→ **取り組む課題**:
[a] 甲南読書会の紹介文では、読書会の課題図書に村田沙耶香さんの著作が選ばれています。その理由を、紹介文に書かれている内容に沿って一文から三文で説明してください。
[b] 甲南読書会の紹介文を、最後の文の次から書き継いでください。

→ **本文抜粋**:
════════════════════

甲南読書会vol.11 村田沙耶香『消滅世界』
開催日時:2023/11/08 16:30~
開催場所:甲南大学iCommons
参加者:12名(院生2名/学部生7名/教職員2名/学外1名)

課題図書について

2023年12月9日(土)に甲南大学で「外側に紡ぐ物語 -村田沙耶香さんに聞く小説の世界-村田沙耶香さん公開インタビュー」というイベントが開催されます。
甲南大学文学部チーム「文学、あります」と甲南大学図書館が実施する文学関連の企画は毎年行われているのですが、今年はなんと『コンビニ人間』で第155回(2016年)芥川賞を受賞された、村田沙耶香さんがいらっしゃいます。

甲南読書会は本イベントとは全く関連しないコミュニティだったのですが、せっかくの機会だと思い、読書会の課題図書に村田沙耶香さんの著作を選ぶことにしました。
村田さんの作品は、セクシュアリティに関連するものが多く、たくさんある著作のなかで何を選ぶかは随分悩んだのですが、読書会に参加している村田沙耶香ファンの意見も聞きつつ、『消滅世界』を選択しました。

あらすじ

人工授精が一般化した社会で、主人公・雨音は両親の性行為によって生まれた。生殖と快楽が分離したこの世界で、夫婦でのセックスは「近親相姦」としてタブー視されている。

════════════════════

→ **記録データ**:

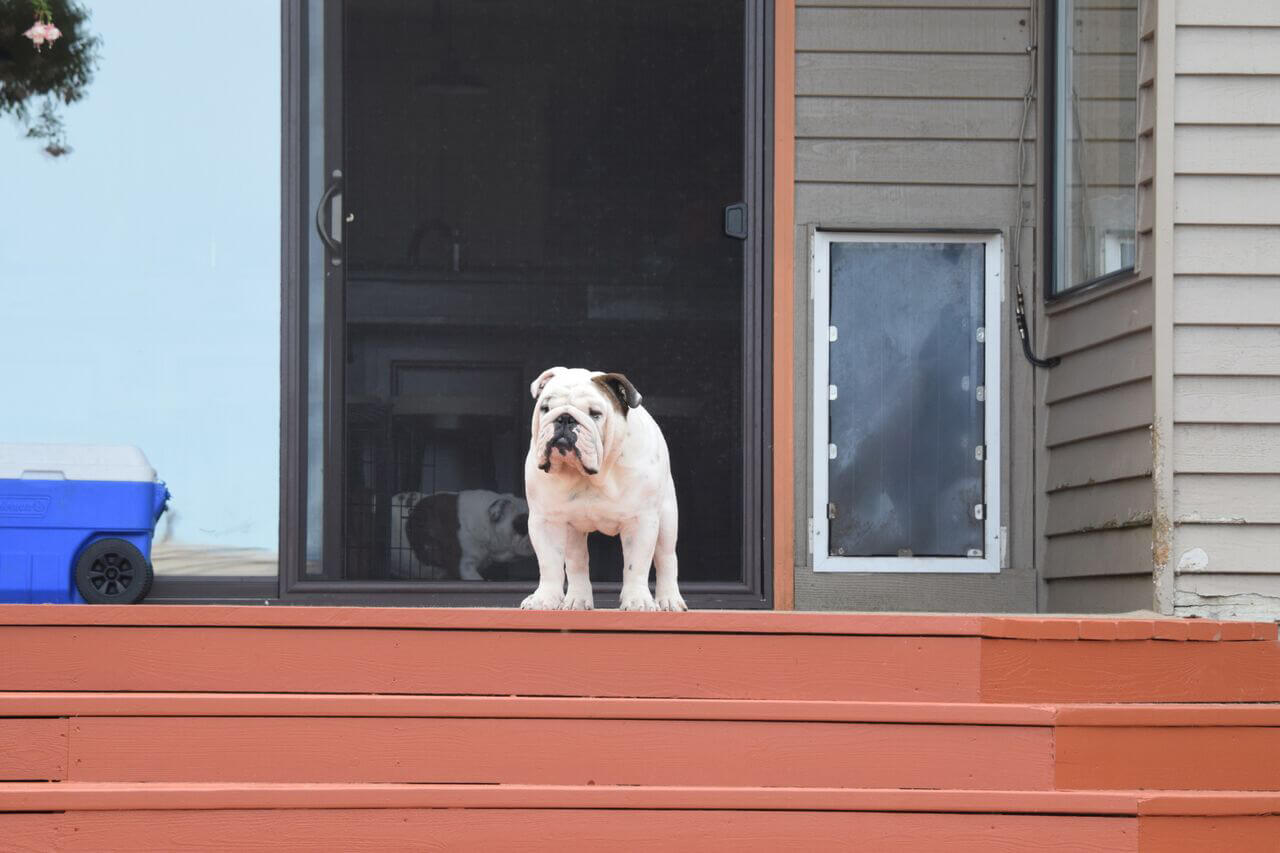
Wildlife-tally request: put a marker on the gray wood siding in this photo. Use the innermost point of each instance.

════════════════════

→ **課題ごとの解答**:
[a] 2023年12月9日に、甲南大学で村田沙耶香さんの公開インタビューが開かれることになっていました。甲南読書会はこのイベントとは関係のないコミュニティでしたが、せっかくの機会だと考えました。そのため、村田さんの著作を課題図書に選びました。

[b]
人間は今でも昔の「交尾」の名残で恋愛状態になるが、性欲は排泄物であるためマスターベーションで処理される。恋愛対象は人間とは限らず、キャラクターであることも多い。雨音は中一の時、同じラピスというキャラクターが好きな水内くんと「セックス」をする。
大人になった雨音は朔と結婚する。「家族」と「恋愛」は切り離されたもので、結婚後も互いに別の恋愛相手を持つ。
雨音と朔は恋の苦しみから「駆け落ち」するため千葉は実験都市・楽園(エデン)へと移住する。エデンでは男性も人工子宮によって妊娠できる、「家族」によらない新たな繁殖システムが試みられていた。全ての人が「お母さん」であり、生まれてくる子供は全てが「子供ちゃん」と呼ばれる。姿かたち表情までそっくりな「子供ちゃん」たちに雨音は違和感を覚える。

読書会の記録

記載のページ数は『消滅世界』河出文庫(河出書房新社)を参照しています。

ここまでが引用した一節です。